#### EXCERPTED RECORDS ####
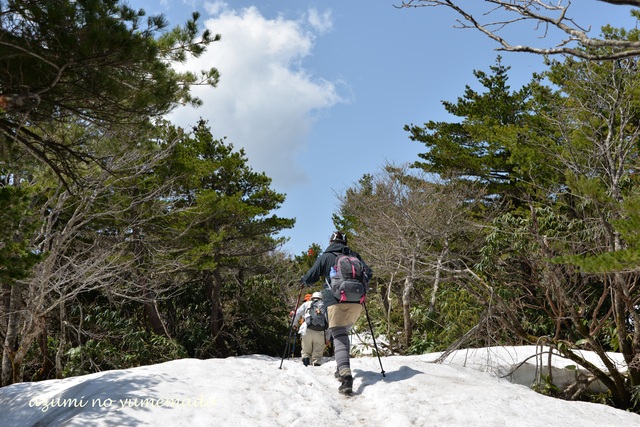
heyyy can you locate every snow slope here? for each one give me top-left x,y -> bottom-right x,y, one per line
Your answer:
0,346 -> 638,426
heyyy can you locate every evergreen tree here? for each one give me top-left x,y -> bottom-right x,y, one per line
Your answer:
405,57 -> 555,206
158,120 -> 294,357
0,0 -> 220,184
0,0 -> 220,384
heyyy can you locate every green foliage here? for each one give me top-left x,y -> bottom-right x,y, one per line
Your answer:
231,274 -> 291,356
406,283 -> 483,354
406,304 -> 438,354
405,57 -> 541,201
164,120 -> 294,269
0,185 -> 42,282
531,374 -> 560,396
0,0 -> 220,184
632,385 -> 640,409
601,325 -> 622,352
0,0 -> 300,387
556,193 -> 640,272
293,243 -> 322,273
64,302 -> 188,376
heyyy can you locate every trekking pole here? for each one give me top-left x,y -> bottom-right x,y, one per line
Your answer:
279,284 -> 304,369
363,302 -> 386,377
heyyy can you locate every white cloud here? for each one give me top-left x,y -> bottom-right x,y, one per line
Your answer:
203,0 -> 225,16
307,8 -> 333,34
170,3 -> 342,189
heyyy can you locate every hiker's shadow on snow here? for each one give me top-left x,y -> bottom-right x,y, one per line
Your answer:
353,365 -> 423,394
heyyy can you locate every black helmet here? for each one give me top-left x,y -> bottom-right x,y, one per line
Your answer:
329,231 -> 347,245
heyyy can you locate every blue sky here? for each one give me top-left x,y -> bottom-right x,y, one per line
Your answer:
132,0 -> 637,256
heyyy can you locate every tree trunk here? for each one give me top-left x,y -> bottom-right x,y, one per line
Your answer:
1,284 -> 20,386
11,309 -> 45,385
430,242 -> 448,316
133,226 -> 168,337
207,270 -> 228,356
34,321 -> 54,381
55,303 -> 66,378
143,290 -> 167,337
402,276 -> 413,348
384,273 -> 394,343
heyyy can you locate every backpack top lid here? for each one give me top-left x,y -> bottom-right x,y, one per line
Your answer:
335,254 -> 365,280
311,291 -> 322,300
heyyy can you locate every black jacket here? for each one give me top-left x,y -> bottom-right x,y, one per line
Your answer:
301,243 -> 373,287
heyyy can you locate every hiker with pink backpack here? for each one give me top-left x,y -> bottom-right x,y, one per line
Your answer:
301,231 -> 373,395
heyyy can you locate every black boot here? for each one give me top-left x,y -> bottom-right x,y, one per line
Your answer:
302,357 -> 310,366
338,374 -> 353,395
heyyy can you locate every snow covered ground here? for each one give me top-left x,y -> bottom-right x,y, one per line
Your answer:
0,346 -> 638,426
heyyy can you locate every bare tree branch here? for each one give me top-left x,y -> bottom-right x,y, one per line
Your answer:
338,164 -> 483,349
396,0 -> 640,60
598,0 -> 640,6
1,130 -> 188,383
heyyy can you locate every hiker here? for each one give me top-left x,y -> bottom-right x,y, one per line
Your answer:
289,293 -> 312,320
301,231 -> 373,394
292,292 -> 329,366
####
* [TASK DESCRIPTION]: Print all of the entries word for word. Omit the pictures they contain.

* [ANSWER SPACE]:
heyyy can you locate every snow slope here? for each one give me top-left x,y -> bottom-right x,y, one per line
Your answer:
0,346 -> 638,426
heyyy can you locate every evergreen tree here? for each one give me top-left x,y -> bottom-right x,y, one per line
Your answer:
405,57 -> 555,206
158,120 -> 294,357
0,0 -> 220,184
0,0 -> 220,384
heyyy can you locate every green foliage here? for each one give me top-left x,y -> bottom-right x,y, one per line
Your answer:
231,274 -> 291,356
406,283 -> 483,354
406,304 -> 438,354
405,57 -> 541,201
164,120 -> 294,269
0,185 -> 42,282
531,374 -> 560,396
0,0 -> 220,184
632,385 -> 640,409
601,325 -> 622,352
0,0 -> 300,387
556,193 -> 640,272
293,243 -> 322,273
64,302 -> 188,376
heyyy can you locate every trekking pole here? for each one give me top-left x,y -> bottom-right x,y, one per line
Your answer:
279,284 -> 304,369
363,302 -> 386,377
heyyy can you locate every white cloud here? for each one give me top-left x,y -> bottom-right x,y, one per line
Your answer:
203,0 -> 225,16
307,8 -> 333,34
170,3 -> 342,189
heyyy can you locate every hiker's shadow on snow here? for each one give me top-left x,y -> bottom-right x,y, one per line
Your answer:
353,365 -> 423,394
heyyy can you locate every black helmet here? for each one give me top-left x,y -> bottom-right x,y, one per line
Your answer:
329,231 -> 347,245
heyyy can you locate every blue sky here? for each one give me top-left x,y -> bottom-right x,y, one per line
Your answer:
132,0 -> 637,256
heyyy can you locate every tree trunk here? for each one give me top-left x,y -> bottom-right x,y, one per line
Your answer:
1,284 -> 20,386
11,309 -> 45,385
430,242 -> 448,316
133,226 -> 168,337
207,270 -> 228,356
34,321 -> 54,381
55,303 -> 66,378
143,290 -> 167,337
402,276 -> 413,348
384,273 -> 394,343
heyyy can you locate every backpack top lid here? for each one give me top-left x,y -> bottom-right x,y, one per line
Your answer:
335,254 -> 365,280
311,291 -> 322,300
heyyy can you locate every black jacket here? for each one give me top-left x,y -> bottom-right x,y, one per line
Your answer:
301,243 -> 373,287
heyyy can you locate every hiker with pink backpack here? for each one give me top-left x,y -> bottom-right x,y, one per line
Your answer:
301,231 -> 373,395
heyyy can you locate every black boot here? for each one give me top-left x,y -> bottom-right x,y, one per line
Your answer:
302,357 -> 310,366
338,374 -> 353,395
heyyy can you locate every snow covered ground here? for each one give me top-left x,y -> bottom-right x,y, one per line
Your answer:
0,346 -> 638,426
heyyy can you locate every bare tree branch here? for each one give me top-left x,y -> bottom-right x,y, one per line
Your answer:
338,164 -> 483,349
396,0 -> 640,60
598,0 -> 640,6
1,130 -> 188,383
heyyy can you locate every hiker here? for each one give me top-left x,y -> bottom-right x,y, one per line
Your answer:
289,293 -> 312,320
301,231 -> 373,394
292,292 -> 329,366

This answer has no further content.